#### [Stated exercise]
Recast every line of all the items below as a numbered list, skipping the blank lines and leaving the pictures out of the answer.

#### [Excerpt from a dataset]
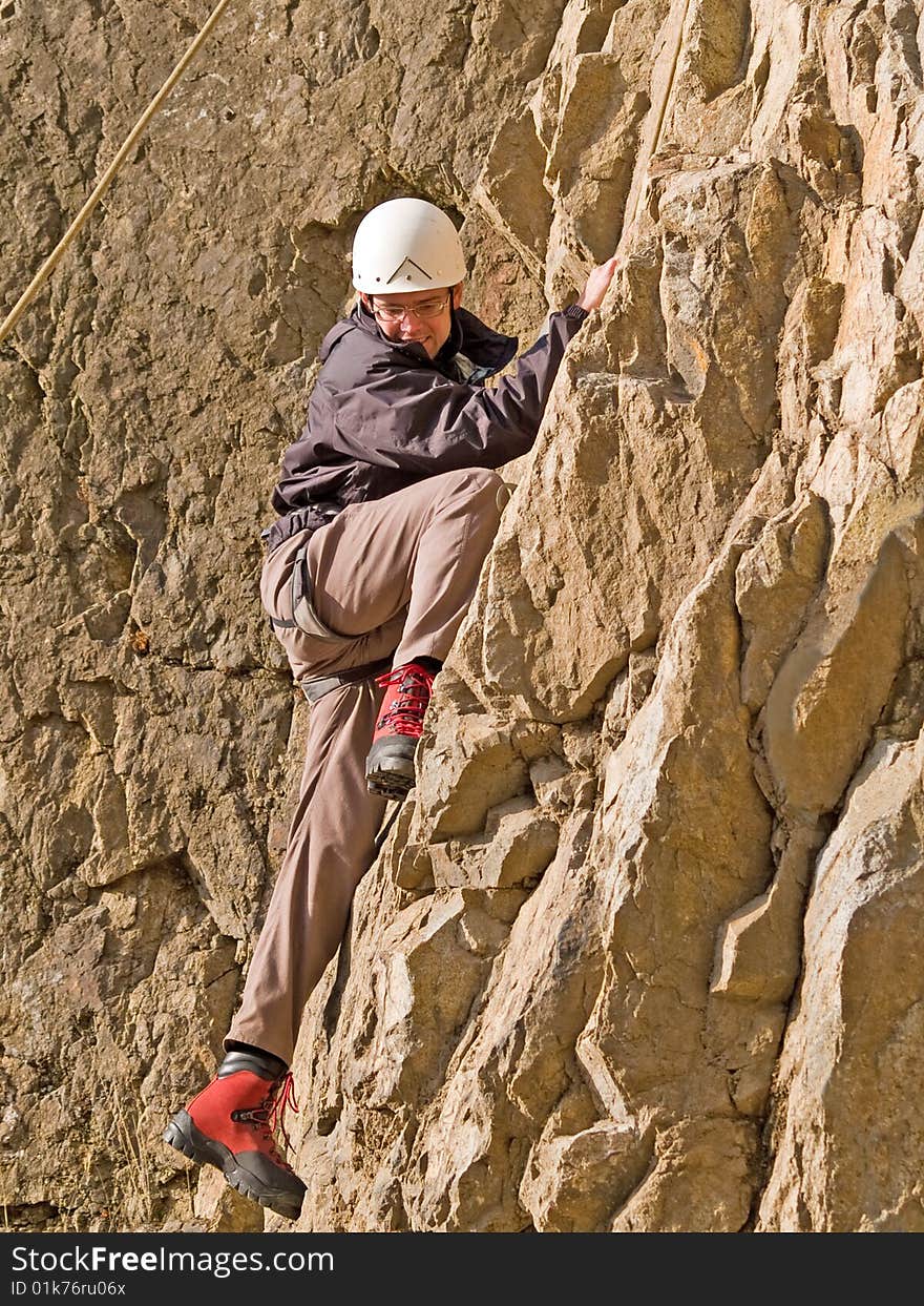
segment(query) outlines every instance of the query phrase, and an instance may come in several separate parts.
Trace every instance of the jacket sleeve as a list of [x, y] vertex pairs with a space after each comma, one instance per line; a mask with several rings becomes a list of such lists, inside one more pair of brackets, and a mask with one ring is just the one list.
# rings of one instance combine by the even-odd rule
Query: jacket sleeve
[[519, 457], [536, 438], [565, 347], [586, 317], [577, 304], [551, 313], [516, 371], [491, 388], [414, 366], [365, 376], [331, 396], [338, 451], [423, 475]]

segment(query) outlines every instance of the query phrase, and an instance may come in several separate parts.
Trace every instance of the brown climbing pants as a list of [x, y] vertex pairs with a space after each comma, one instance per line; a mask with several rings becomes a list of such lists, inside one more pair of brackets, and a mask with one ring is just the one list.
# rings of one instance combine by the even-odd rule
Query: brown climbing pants
[[[277, 629], [296, 680], [381, 658], [403, 666], [445, 658], [471, 602], [506, 498], [495, 471], [429, 477], [345, 508], [311, 535], [308, 573], [317, 615], [342, 635], [324, 641]], [[290, 579], [307, 533], [264, 564], [261, 597], [291, 620]], [[292, 1060], [308, 995], [337, 952], [352, 896], [372, 865], [385, 799], [365, 788], [381, 690], [342, 684], [311, 708], [299, 803], [266, 921], [227, 1038]]]

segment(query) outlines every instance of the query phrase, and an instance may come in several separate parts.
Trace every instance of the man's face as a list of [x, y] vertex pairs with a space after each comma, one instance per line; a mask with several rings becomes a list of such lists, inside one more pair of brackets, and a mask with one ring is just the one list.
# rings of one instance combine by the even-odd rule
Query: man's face
[[362, 295], [364, 306], [389, 340], [415, 341], [429, 358], [436, 358], [449, 340], [452, 315], [462, 303], [462, 282], [441, 290], [408, 290], [403, 295]]

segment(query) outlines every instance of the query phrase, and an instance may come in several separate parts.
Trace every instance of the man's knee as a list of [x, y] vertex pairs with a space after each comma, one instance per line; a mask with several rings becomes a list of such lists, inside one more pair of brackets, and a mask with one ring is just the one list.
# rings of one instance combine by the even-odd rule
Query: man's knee
[[504, 478], [491, 468], [462, 468], [445, 473], [446, 491], [452, 499], [465, 499], [487, 515], [500, 513], [510, 498]]

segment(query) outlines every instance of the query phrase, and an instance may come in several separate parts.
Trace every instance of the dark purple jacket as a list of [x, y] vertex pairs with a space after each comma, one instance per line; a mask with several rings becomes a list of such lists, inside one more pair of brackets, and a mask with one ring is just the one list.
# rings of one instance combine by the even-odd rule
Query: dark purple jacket
[[317, 529], [341, 508], [458, 468], [500, 468], [531, 447], [568, 341], [587, 313], [577, 304], [548, 329], [510, 376], [484, 380], [517, 353], [459, 308], [431, 359], [423, 345], [395, 345], [362, 304], [324, 338], [322, 362], [300, 439], [282, 460], [273, 492], [279, 518], [264, 532], [273, 550]]

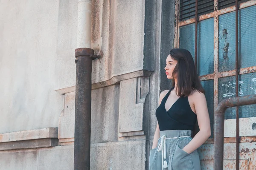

#### [Response for this exercise]
1. segment(query) outlines every instance of the query phrase, and an instance may come in several separate parts.
2. Trace every instance of the jacket sleeve as a list of [x, y] vertex pairs with a space after each comma, one instance per line; a mask with several rings becomes a list of such lists, inside one more pair of brackets, and a mask with one ring is just the one list.
3. # rings of one instance combine by the even-odd rule
4. Query: jacket sleeve
5. [[519, 457], [536, 438], [565, 347], [586, 317], [577, 304], [551, 313], [516, 371], [491, 388], [414, 366], [365, 376], [331, 396], [338, 451], [423, 475]]
6. segment(query) outlines every instance of the query phrase, and an instance may come in several separate parts.
7. Trace every instance of the brown climbing pants as a list of [x, y] vertex pairs with a space after each comma, one instance per line; a mask with several rings becomes a list of such lists, inside one more pair of brackets, and a mask with one ring is just the one list.
8. # rings of one instance combine by the even-odd rule
9. Query: brown climbing pants
10. [[[277, 629], [296, 680], [381, 658], [403, 666], [445, 658], [471, 602], [506, 498], [495, 471], [429, 477], [345, 508], [311, 535], [308, 573], [317, 615], [342, 635], [324, 641]], [[290, 579], [307, 533], [264, 564], [261, 597], [291, 620]], [[292, 1060], [308, 995], [337, 952], [352, 896], [372, 865], [385, 799], [365, 788], [381, 690], [342, 684], [311, 708], [299, 803], [266, 921], [227, 1038]]]
11. segment(query) outlines every instance of the query phrase, and an instance may come in several separate parts.
12. Trace every instance of the man's face as a list of [x, y] vertex pairs with a space after each comma, one instance per line; a mask with several rings becomes a list of such lists, inside one more pair of brackets, and a mask with one ring is just the one list.
13. # rings of one instance combine by the even-odd rule
14. Query: man's face
15. [[362, 295], [364, 306], [389, 340], [415, 341], [429, 358], [436, 358], [449, 340], [452, 315], [462, 303], [462, 282], [441, 290], [408, 290], [403, 295]]
16. segment(query) outlines every instance of the query phrase, and an instance may come in several separate parts.
17. Trace every instance of the man's knee as a list of [x, y] vertex pairs with a space after each comma, one instance per line; a mask with several rings becomes a list of such lists, inside one more pair of brackets, and a mask with one ring is just the one list.
18. # rings of one instance combine by the even-odd rule
19. Query: man's knee
20. [[504, 478], [491, 468], [462, 468], [445, 473], [446, 491], [452, 499], [465, 499], [487, 515], [500, 513], [510, 498]]
21. segment(query) outlines every instance of the query phrase, and an instance may come in several separate parts.
22. Trace every instance of the dark purple jacket as a list of [x, y] vertex pairs with a space after each comma, one instance per line; a mask with several rings becomes a list of such lists, inside one more pair of brackets, and a mask with one ring is just the one list.
23. # rings of one instance combine by the even-odd rule
24. Query: dark purple jacket
25. [[317, 529], [341, 508], [458, 468], [500, 468], [531, 447], [568, 341], [587, 313], [577, 304], [548, 329], [510, 376], [484, 380], [517, 353], [459, 308], [431, 359], [423, 345], [395, 345], [362, 304], [324, 338], [322, 362], [300, 439], [282, 460], [273, 492], [279, 518], [264, 532], [273, 550]]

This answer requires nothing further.